Tasks »
(1) According to the text on early visitors to Groote, why have outsiders come to the island over the centuries? Answer in one to three sentences.
(2) In the text on early visitors to Groote, what does the island's Dutch name mean?
(3) From the text on early visitors to Groote, write out everything from "EARLY VISITORS" down to "for the money.".
──────── Text excerpt
EARLY VISITORS
The indigenous folk of Groote have had outsiders coming to their land for thousands of years and the reasons, whether it was a thousand years ago or today, are still basically the same. They come to exploit natural resources or to preach the word. There is a saying on Groote that people come these days because they are one of the following: a missionary, a misfit or a mercenary. The missionary needs no explanation, a misfit is someone who finds it difficult to work in the mainstream and a mercenary is one who is here solely for the money.
It is believed that Chinese and Arab vessels may have been the first to sail Groote waters but the first recorded visit by Europeans was in 1623 when the Dutch ship Arnhem under the command of Willem van Coolsteerdt made it into the Gulf. The Dutch didn’t pester the local aboriginal people, coming ashore for fresh water only. The island remained unnamed until Able Tasman called in 1644 and gave the island its Dutch name meaning big island. Flinders, who seemed to poke into every nook and cranny around Australia’s coast, sailed Groote waters too. On one occasion when his crew went ashore for water they had an altercation with the locals and one of his crew was killed.
────────────────
──────── Records
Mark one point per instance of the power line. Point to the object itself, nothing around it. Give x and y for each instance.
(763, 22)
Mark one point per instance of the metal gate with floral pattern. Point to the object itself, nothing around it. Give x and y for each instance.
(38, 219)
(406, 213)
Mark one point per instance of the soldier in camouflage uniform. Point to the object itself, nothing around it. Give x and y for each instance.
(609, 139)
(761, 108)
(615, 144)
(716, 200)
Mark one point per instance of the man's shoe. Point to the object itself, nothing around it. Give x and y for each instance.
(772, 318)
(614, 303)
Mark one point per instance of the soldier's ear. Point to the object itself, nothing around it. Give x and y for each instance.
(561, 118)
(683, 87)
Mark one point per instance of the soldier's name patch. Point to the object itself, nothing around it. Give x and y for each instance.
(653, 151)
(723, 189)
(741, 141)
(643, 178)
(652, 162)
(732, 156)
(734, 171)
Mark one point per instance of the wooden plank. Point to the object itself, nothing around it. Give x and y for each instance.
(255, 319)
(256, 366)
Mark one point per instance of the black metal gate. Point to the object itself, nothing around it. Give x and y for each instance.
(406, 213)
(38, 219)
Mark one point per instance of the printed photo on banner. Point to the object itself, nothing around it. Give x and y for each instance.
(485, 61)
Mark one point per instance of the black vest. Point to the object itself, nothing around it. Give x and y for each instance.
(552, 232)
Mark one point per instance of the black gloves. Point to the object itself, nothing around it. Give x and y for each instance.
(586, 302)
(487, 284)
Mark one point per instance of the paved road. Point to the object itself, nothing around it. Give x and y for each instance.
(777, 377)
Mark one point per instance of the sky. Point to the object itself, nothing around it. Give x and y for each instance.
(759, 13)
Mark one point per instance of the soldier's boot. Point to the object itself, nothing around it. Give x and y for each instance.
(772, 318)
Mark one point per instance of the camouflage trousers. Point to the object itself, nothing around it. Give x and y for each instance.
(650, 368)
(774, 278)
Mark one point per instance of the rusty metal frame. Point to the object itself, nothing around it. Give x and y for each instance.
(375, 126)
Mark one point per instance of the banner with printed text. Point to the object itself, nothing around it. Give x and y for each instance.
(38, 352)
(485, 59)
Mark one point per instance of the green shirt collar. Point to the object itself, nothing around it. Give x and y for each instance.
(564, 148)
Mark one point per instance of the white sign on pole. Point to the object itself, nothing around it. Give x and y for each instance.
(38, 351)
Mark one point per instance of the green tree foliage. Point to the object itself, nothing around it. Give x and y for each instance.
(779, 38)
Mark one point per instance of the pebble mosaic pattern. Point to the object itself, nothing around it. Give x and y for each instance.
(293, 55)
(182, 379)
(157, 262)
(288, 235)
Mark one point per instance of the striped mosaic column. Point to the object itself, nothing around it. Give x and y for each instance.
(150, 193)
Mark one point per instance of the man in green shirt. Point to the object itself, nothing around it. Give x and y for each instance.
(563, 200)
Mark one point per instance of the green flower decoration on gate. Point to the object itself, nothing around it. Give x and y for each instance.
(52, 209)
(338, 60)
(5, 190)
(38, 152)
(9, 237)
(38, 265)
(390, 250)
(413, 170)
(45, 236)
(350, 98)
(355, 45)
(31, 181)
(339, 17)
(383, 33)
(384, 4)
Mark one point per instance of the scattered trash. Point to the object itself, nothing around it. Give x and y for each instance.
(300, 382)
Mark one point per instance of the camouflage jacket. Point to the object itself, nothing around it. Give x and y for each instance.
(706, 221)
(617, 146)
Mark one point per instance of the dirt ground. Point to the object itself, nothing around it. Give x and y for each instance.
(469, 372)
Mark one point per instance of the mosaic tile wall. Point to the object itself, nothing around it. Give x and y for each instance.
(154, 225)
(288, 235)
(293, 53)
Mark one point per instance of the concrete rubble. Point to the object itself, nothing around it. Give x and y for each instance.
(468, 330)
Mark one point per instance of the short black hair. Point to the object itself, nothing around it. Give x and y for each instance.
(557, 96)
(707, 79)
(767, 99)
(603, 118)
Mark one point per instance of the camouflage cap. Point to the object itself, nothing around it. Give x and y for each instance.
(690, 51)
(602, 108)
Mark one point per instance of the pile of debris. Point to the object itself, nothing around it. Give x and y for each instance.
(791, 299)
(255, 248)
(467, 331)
────────────────
Answers for the tasks »
(1) Outsiders have come to Groote either to exploit its natural resources or to preach the word. The text says these reasons have stayed basically the same, whether a thousand years ago or today.

(2) It means "big island."

(3)
EARLY VISITORS
The indigenous folk of Groote have had outsiders coming to their land for thousands of years and the reasons, whether it was a thousand years ago or today, are still basically the same. They come to exploit natural resources or to preach the word. There is a saying on Groote that people come these days because they are one of the following: a missionary, a misfit or a mercenary. The missionary needs no explanation, a misfit is someone who finds it difficult to work in the mainstream and a mercenary is one who is here solely for the money.